Data listing:
::::
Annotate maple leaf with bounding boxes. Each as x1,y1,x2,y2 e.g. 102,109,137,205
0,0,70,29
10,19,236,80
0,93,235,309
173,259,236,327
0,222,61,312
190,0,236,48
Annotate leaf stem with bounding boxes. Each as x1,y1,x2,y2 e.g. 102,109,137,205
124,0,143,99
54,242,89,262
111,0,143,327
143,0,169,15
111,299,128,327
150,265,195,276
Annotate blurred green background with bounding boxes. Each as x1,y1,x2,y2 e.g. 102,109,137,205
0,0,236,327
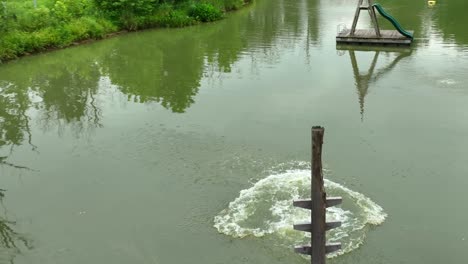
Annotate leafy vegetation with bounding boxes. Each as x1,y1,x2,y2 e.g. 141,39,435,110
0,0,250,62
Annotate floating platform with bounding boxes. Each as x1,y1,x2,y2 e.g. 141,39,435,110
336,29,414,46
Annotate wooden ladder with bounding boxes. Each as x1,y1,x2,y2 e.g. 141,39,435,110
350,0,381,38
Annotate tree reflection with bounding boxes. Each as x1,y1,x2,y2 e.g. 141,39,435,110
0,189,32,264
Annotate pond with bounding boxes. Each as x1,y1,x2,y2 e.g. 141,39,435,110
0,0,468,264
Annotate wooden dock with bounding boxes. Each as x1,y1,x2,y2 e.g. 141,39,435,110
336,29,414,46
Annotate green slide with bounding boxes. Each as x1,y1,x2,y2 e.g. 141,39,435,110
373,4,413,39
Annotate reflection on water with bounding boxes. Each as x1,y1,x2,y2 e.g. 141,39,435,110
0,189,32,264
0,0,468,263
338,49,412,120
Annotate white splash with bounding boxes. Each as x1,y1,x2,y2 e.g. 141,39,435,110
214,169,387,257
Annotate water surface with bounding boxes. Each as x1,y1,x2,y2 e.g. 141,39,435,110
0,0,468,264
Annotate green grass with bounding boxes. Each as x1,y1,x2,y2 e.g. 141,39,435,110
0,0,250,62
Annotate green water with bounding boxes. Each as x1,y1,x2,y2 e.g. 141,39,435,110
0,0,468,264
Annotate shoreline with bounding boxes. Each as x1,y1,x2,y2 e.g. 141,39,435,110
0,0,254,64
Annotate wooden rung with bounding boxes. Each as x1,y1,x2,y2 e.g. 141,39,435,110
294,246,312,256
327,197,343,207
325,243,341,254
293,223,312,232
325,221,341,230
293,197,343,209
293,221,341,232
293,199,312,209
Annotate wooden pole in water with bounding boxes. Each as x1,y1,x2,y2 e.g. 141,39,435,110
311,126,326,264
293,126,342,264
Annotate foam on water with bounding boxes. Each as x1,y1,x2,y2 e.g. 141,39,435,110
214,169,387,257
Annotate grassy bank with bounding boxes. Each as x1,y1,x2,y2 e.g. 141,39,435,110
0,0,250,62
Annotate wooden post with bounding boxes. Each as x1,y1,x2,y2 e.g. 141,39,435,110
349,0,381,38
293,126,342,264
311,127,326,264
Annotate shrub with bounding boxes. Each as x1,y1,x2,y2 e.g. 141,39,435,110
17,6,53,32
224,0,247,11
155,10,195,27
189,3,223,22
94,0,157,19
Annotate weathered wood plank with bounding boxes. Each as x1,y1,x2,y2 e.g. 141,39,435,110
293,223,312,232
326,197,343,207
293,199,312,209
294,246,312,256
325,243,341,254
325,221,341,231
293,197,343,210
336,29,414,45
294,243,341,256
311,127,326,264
::::
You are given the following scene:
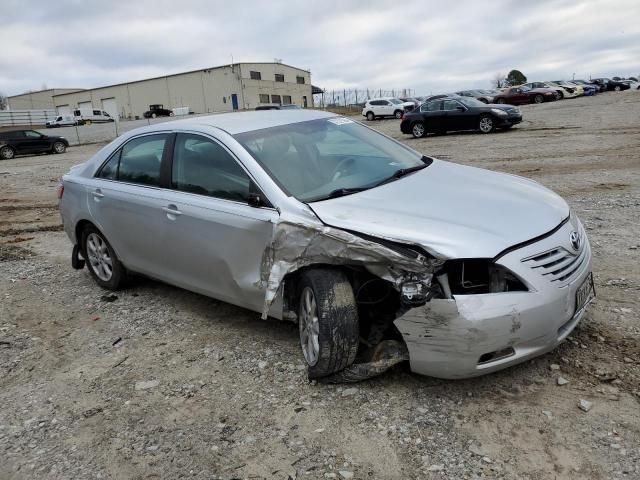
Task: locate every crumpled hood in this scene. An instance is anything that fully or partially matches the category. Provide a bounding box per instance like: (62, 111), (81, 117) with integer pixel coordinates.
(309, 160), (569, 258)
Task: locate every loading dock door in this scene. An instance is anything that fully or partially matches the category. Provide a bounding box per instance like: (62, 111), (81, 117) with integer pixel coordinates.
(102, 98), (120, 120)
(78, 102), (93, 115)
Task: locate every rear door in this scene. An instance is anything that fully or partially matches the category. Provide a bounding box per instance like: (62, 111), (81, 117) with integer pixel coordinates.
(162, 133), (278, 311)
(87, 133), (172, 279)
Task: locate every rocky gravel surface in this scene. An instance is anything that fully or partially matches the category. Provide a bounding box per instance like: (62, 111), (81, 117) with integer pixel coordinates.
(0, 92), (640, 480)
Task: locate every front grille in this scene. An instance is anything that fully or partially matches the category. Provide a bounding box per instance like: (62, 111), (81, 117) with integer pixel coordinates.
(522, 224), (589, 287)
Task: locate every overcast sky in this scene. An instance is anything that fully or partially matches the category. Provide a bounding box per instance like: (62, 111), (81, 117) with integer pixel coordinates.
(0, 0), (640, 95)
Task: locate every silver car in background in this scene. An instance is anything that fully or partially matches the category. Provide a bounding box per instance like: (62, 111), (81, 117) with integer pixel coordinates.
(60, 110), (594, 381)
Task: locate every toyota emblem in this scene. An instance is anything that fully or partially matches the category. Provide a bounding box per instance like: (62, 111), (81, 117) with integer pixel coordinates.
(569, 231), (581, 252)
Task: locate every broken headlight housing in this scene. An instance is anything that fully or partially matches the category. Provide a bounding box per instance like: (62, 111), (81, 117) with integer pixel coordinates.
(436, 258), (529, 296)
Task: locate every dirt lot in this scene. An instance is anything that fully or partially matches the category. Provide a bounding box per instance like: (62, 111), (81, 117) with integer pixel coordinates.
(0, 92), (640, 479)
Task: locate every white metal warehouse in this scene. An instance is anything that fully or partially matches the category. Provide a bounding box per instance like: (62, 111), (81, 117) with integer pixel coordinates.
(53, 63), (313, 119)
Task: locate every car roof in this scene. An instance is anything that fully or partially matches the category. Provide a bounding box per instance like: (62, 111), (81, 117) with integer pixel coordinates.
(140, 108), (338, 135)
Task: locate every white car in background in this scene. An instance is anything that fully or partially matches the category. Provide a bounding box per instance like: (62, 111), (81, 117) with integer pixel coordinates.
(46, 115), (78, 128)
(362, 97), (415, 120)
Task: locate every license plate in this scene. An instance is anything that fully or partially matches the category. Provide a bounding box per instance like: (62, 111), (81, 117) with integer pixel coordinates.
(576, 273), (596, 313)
::::
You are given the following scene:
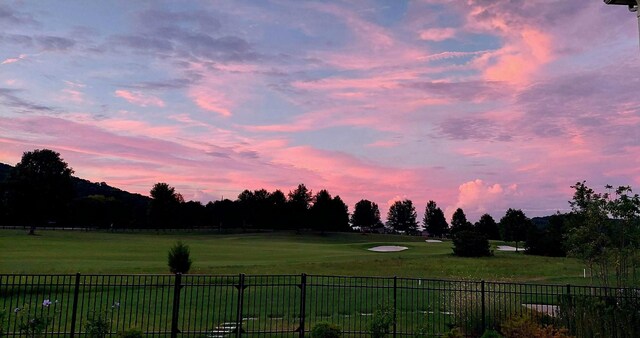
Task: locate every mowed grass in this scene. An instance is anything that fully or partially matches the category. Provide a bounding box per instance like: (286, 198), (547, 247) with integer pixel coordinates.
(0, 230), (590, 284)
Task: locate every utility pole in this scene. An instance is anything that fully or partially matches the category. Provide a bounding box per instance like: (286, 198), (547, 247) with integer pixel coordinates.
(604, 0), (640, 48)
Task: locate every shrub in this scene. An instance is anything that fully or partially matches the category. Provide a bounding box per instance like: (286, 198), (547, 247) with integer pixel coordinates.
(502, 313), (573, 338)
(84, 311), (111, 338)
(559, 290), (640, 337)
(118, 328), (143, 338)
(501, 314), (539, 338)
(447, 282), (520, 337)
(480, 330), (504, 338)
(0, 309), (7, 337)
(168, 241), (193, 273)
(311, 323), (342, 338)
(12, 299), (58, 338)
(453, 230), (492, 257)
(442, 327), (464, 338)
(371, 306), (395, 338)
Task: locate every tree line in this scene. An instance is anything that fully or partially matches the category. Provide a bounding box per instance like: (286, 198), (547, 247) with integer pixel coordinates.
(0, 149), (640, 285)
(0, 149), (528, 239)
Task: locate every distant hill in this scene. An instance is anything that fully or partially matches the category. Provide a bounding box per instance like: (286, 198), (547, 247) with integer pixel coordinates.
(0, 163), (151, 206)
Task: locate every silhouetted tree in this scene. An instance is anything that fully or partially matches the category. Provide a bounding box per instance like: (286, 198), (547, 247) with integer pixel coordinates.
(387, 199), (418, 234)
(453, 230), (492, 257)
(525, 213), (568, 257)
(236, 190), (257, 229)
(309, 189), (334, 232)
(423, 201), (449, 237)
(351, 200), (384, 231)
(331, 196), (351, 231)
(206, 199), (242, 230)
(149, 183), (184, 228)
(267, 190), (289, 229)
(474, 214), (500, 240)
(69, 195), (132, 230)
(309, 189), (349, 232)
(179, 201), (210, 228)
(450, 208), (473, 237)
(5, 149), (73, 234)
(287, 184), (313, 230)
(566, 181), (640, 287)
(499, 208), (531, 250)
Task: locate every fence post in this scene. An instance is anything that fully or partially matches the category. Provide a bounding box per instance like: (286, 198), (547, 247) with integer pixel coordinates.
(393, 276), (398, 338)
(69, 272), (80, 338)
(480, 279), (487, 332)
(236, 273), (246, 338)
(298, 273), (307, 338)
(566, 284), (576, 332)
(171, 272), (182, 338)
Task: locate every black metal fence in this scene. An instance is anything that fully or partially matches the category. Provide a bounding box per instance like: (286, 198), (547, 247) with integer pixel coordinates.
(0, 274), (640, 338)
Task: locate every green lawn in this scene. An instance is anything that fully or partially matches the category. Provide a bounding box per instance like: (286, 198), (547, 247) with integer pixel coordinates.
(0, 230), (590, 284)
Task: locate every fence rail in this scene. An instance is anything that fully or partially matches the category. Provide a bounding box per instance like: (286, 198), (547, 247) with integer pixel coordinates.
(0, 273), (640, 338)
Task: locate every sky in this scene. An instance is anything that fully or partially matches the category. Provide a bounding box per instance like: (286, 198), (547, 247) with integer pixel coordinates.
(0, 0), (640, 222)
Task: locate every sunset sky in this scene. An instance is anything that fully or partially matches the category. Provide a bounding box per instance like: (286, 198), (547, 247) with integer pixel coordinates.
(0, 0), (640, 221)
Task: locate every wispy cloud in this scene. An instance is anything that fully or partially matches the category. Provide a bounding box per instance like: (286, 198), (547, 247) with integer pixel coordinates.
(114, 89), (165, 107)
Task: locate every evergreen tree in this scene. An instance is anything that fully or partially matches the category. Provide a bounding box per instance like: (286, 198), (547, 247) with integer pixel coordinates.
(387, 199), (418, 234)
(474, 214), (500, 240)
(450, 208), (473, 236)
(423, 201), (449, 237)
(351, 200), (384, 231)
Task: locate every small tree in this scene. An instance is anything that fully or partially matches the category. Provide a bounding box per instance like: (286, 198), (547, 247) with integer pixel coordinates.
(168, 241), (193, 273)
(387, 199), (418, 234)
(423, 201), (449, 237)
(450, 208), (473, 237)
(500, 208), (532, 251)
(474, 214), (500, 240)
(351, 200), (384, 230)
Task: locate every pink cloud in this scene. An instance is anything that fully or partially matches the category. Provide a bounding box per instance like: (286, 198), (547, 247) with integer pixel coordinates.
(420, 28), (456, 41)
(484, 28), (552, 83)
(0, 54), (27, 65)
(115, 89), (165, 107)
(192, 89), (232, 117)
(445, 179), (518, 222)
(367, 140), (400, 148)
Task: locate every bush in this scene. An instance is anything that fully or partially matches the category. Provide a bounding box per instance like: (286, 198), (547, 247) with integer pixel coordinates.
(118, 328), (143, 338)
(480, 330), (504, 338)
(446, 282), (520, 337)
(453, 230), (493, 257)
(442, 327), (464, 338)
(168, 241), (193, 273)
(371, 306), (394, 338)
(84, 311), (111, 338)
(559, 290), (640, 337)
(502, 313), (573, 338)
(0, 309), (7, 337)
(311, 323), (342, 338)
::::
* **Stated problem**: Copy the lines of the data listing from the line with "Annotate maple leaf" up to and including the line with "150,265,195,276", keeping every line unchanged.

* **Solved problem**:
Annotate maple leaf with bounding boxes. Each as x1,y1,x2,y2 e.g. 102,109,137,205
0,0,70,29
10,19,236,80
0,93,235,309
173,259,236,327
0,222,61,312
190,0,236,48
Annotate leaf stem with bounding boxes. Each as x1,y1,x2,y2 e.g. 102,109,137,205
124,0,143,99
54,242,89,262
111,0,143,327
143,0,169,15
111,299,128,327
150,265,195,276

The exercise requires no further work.